**What is expected:** Return each line in the records below that contains the word "body". Case counts.

**Exercise input:**
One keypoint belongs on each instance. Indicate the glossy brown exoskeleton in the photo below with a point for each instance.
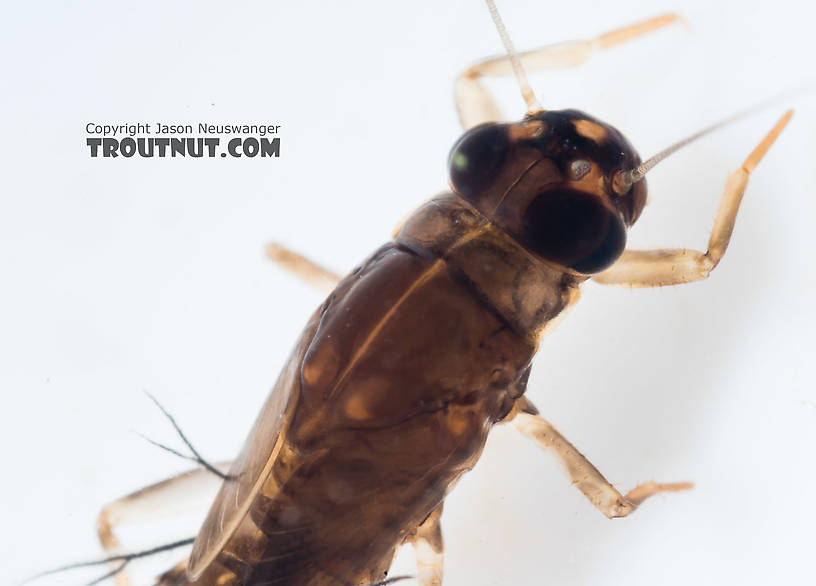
(397, 379)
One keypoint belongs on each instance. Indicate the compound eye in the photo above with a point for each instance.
(477, 155)
(574, 229)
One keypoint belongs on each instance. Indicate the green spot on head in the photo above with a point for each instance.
(459, 162)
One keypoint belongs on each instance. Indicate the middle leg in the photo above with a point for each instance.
(583, 474)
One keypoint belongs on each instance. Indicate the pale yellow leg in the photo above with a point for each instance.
(428, 545)
(583, 474)
(191, 491)
(672, 266)
(474, 103)
(312, 273)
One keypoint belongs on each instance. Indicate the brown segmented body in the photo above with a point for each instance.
(387, 399)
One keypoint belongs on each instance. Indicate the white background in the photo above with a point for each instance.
(120, 276)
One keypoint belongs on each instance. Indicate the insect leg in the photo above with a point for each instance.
(672, 266)
(312, 273)
(581, 471)
(474, 102)
(188, 492)
(429, 548)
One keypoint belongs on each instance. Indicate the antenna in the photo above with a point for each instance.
(533, 107)
(624, 180)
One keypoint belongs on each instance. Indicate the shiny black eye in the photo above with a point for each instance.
(474, 159)
(574, 229)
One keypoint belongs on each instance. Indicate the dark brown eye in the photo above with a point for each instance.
(474, 159)
(574, 229)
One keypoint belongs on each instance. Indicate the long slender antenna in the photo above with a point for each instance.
(533, 106)
(625, 179)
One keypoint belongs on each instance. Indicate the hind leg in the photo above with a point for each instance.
(189, 492)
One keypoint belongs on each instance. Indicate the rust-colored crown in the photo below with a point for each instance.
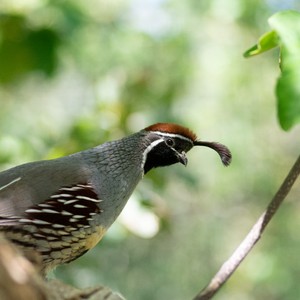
(173, 128)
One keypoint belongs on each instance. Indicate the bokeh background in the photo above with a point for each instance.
(74, 74)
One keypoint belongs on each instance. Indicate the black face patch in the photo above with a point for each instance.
(166, 152)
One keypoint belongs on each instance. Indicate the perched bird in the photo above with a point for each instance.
(61, 208)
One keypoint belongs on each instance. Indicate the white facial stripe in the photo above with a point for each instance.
(148, 149)
(10, 183)
(173, 135)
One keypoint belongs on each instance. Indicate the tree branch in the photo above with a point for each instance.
(252, 238)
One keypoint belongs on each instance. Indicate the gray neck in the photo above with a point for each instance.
(119, 168)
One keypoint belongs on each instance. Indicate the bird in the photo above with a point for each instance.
(61, 208)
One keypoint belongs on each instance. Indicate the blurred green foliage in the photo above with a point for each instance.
(286, 35)
(77, 73)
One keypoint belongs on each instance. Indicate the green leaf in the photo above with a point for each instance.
(285, 34)
(266, 42)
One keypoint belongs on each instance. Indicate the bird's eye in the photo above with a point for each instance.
(170, 142)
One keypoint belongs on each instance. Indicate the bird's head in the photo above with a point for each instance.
(169, 144)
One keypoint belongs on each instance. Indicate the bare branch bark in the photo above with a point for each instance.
(252, 238)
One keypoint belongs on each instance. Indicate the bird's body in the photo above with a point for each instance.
(61, 208)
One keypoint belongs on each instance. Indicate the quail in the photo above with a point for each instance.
(61, 208)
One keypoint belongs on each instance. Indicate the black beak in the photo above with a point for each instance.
(182, 158)
(222, 150)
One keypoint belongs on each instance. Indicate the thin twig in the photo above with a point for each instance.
(251, 239)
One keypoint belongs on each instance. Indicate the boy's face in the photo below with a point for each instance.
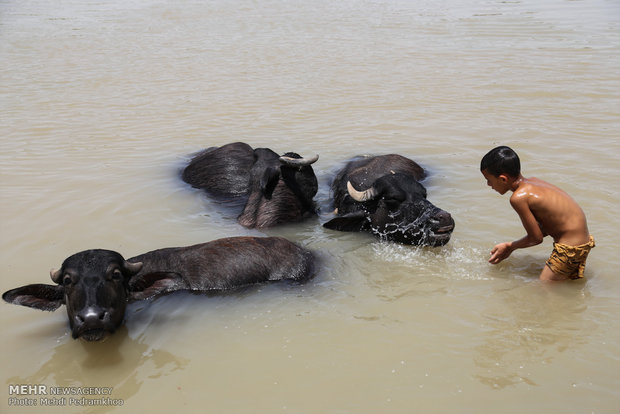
(500, 184)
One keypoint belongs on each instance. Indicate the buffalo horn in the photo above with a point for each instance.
(361, 196)
(133, 268)
(298, 162)
(56, 275)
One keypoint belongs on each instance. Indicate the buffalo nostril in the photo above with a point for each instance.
(91, 315)
(443, 217)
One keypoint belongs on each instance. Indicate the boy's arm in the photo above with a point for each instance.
(534, 233)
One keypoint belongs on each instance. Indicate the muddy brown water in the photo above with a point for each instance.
(102, 102)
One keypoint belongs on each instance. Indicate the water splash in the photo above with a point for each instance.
(455, 261)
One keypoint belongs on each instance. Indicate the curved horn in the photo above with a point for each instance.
(133, 268)
(361, 196)
(298, 162)
(56, 275)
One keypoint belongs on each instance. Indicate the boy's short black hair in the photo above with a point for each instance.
(501, 160)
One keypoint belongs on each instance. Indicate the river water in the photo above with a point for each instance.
(103, 102)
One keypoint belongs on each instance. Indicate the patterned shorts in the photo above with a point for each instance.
(570, 261)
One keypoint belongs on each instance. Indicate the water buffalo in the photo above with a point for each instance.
(96, 285)
(382, 195)
(278, 189)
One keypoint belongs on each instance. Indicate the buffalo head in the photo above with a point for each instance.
(93, 285)
(382, 195)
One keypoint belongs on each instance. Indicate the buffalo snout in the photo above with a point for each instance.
(92, 324)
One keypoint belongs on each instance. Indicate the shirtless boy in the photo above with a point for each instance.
(544, 210)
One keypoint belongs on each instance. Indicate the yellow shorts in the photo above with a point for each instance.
(570, 261)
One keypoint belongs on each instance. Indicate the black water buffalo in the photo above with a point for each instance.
(96, 285)
(279, 189)
(382, 195)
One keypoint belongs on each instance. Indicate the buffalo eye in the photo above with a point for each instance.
(116, 274)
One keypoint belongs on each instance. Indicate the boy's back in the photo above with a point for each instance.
(557, 213)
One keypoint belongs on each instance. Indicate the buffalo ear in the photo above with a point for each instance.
(38, 296)
(269, 181)
(149, 285)
(348, 222)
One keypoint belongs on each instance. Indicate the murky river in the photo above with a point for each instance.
(101, 104)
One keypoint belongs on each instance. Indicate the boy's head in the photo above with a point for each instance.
(501, 161)
(501, 168)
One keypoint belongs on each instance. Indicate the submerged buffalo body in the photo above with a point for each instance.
(279, 189)
(96, 285)
(383, 195)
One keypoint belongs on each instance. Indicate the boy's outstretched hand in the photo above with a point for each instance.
(500, 252)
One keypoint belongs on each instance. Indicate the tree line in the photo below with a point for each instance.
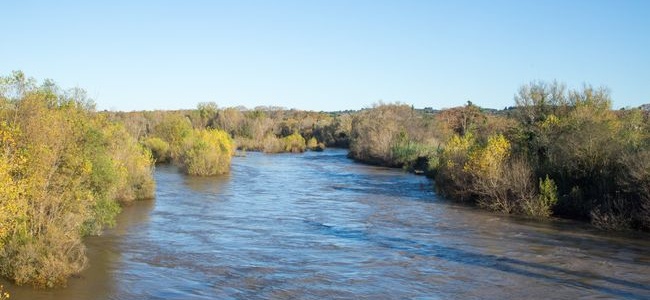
(66, 169)
(64, 172)
(556, 152)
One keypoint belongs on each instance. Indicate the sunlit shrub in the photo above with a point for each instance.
(207, 152)
(272, 144)
(160, 149)
(294, 143)
(62, 169)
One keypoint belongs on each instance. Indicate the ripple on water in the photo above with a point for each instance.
(317, 225)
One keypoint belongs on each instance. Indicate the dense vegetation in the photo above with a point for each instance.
(557, 152)
(64, 170)
(267, 129)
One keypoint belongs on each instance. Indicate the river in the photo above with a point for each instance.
(319, 226)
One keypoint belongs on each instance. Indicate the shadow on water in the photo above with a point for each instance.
(515, 266)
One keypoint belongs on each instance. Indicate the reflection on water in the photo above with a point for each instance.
(318, 226)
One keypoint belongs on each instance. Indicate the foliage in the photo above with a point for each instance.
(393, 135)
(159, 148)
(294, 143)
(63, 168)
(207, 152)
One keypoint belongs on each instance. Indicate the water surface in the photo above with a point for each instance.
(317, 225)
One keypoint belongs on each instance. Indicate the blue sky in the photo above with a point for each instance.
(327, 55)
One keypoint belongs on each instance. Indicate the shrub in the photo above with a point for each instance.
(294, 143)
(62, 167)
(159, 149)
(272, 144)
(312, 143)
(207, 152)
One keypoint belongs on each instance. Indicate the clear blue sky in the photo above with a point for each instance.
(327, 55)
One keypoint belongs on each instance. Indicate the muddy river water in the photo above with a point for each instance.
(319, 226)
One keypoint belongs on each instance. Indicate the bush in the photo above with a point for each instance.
(294, 143)
(207, 152)
(62, 167)
(159, 149)
(272, 144)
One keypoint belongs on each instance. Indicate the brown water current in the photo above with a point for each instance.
(319, 226)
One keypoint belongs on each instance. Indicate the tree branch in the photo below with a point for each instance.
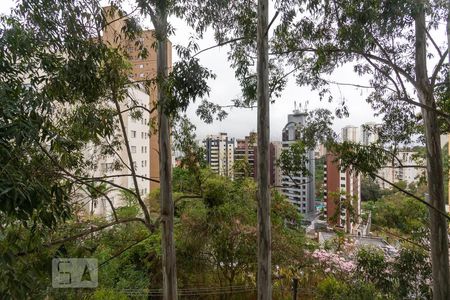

**Finished answer:**
One keypoint belongs on each instance. Indicate the brown segmented body in the photo above with a point for each instance.
One keypoint belongs on each instance. Indicate the bird's body in the photo above with a point for each instance.
One keypoint belongs on each instance. Indicate the submerged buffalo body in the photo above with a point for each instance.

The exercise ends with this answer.